■ Text section
"From my rotting body, flowers shall grow and I am in them and that is eternity"
- Edvard Munch
With the above quote, Munch has touched upon two concepts. One is The First Law of Thermodynamics which contains the 'law of conservation of energy' and asserts that energy cannot be created or destroyed - it can only change form. The other is that death and decay are natural processes, necessary for procreation.
In our current Western societies we are doing some unnatural things with our dead: we are treating them with chemicals in a misguided attempt to retard decomposition (for example, embalming) and we are performing vanishing corpse tricks by literally making them disappear and having little interaction with them, if any at all.
The environmental effects of this are well documented - here's a recent article - but what concerns me in this piece is the mental legacy of such death disassociation. Why are we so afraid of death? Why, if we see a decomposing corpse, do we 'de-compose' and enter a state of turbulence and instability? Is suppressing the natural need to confront our mortality via the everyday and the familiar instead translating into a desire for ever more bloody media, perhaps to elicit the same feelings of mortality salience via the deaths of strangers?
The US organisation Death Salon promotes "Death Positivity" (even selling t-shirts like the one above, to raise funds for their events) and this may seem a facile or even offensive term to some; those who have recently lost a loved one, for example. However, founder of The Order of the Good Death, Caitlin Doughty, coined the term after being inspired by the 'sex positivity' movement which was created to encourage engagement with the topic, rather than trying to keep death behind closed doors. I also interpret it as positivity about one's own death (or at the very least neutrality!) and overcoming 'death denial'. This concept of 'death acceptance' and the more actively engaging 'death positivity' is nothing new.
In Buddhist practice, one of the most important meditation series' applied to promote mindfulness and Maranasati is that of the Cemetery Contemplations: meditating upon stages of death and decay from fresh death, through to a corpse which is "reduced to bones gone rotten and become dust." This practice even gave rise to the art of Kusozu: depictions of women in all stages of decomposition, created in Japan from the 13th to the 17th century (examples of which are currently at The Wellcome Collection's Forensics exhibition.)
More recently, research by the University of Kent and the Association for Psychological Science indicates that considering "their mortality in a more personal and authentic manner may make (people) think more about what they value in life."

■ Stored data

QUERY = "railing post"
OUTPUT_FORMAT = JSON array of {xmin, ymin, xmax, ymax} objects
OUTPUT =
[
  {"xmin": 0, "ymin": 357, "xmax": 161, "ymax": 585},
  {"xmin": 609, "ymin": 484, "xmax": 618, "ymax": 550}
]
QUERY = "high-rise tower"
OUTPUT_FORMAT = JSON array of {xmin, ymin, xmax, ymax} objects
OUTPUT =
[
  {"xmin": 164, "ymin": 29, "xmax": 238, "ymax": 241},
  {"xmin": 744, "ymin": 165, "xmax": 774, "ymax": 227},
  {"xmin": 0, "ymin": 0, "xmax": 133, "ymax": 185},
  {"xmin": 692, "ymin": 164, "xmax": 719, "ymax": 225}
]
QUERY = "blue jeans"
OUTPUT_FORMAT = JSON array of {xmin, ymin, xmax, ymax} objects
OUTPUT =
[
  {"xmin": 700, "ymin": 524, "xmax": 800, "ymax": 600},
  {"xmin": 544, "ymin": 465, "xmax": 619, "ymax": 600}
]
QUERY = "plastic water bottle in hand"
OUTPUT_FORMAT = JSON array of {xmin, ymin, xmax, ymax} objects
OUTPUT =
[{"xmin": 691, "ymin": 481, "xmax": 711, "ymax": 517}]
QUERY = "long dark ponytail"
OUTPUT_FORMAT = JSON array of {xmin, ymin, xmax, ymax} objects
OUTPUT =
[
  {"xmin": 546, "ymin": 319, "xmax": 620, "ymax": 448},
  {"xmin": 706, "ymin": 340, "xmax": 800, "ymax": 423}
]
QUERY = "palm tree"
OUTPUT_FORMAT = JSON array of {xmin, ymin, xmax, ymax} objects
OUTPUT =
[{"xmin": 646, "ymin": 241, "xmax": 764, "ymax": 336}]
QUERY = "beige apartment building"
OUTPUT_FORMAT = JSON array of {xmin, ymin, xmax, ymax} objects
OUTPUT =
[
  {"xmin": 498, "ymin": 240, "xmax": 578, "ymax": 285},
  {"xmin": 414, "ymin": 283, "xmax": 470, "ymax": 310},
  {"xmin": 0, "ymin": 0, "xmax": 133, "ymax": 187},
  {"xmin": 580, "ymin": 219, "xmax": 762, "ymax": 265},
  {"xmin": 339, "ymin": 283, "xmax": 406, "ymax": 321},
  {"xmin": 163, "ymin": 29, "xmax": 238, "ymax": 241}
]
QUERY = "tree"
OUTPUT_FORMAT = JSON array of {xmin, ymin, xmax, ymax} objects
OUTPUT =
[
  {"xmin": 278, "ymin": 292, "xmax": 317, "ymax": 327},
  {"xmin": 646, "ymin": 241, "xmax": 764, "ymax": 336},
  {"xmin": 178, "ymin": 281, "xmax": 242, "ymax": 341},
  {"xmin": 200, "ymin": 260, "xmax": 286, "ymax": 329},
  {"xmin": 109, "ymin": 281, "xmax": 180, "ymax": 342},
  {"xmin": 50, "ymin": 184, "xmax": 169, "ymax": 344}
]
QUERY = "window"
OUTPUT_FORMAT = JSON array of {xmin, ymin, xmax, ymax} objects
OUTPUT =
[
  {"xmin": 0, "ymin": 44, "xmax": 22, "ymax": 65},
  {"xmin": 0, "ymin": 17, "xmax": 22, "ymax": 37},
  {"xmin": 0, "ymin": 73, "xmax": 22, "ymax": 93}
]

■ Work to complete
- a) In the essay on death, which movement inspired Caitlin Doughty to coin the term "Death Positivity"?
- b) Carry the essay on death forward from its final sentence.
The lines are separate material, apart from the essay on death.

■ Answers by item
- a) The 'sex positivity' movement.

- b)
I've worked with human remains in various guises for over 10 years and the idea of interacting with them, for example at medical museums, is currently particularly contentious. Previously, in the 18th Century, some anatomy museums were "venues for social interaction" and the museum that surgeon John Heaviside founded in 1793 became a fashionable salon with a "very agreeable and instructive assembly." (All quotes from "Indecent and Demoralising Representations". Fast forward a few years and many anatomical specimens and wax models were destroyed under the Obscene Publications Act 1857 - for being too titillating and obscene. Over 100 years later, a similar destruction of valuable pieces occurred in the wake of the retained organs scandals and the formation of the Human Tissue Authority in the UK: specimens were disposed of rather than cause the holding premises to be subject to scrutiny, and regulations were placed on who should be able to see them. This is the climate that still exists.
As it stands, in my museum, a member of the general public cannot see a real human Forensic specimen from the collection. Let's say this is from a female victim of torture: a visual confrontation such as this, in its stark reality, may provoke an empathetic and perhaps even charitable response leading to positive actions. A member of the general public can however, watch a woman be tortured in various films and even carry it out themselves in some computer games, leading to a disassociation with pain and suffering.
We have things the wrong way round. Confronting death; contemplating it or being "Death Positive" is natural, not titillating or macabre. It isn't wrong for people to spend time with deceased loved ones or be curious about decomposition and medical specimens, and it isn't strange to consider your own death. It promotes awareness, respect and happiness, via a deeper appreciation of nature and of life.
I certainly don't consider it 'morbid' and if others do then I'm fine with that - after all, blondes do have more(bid) fun.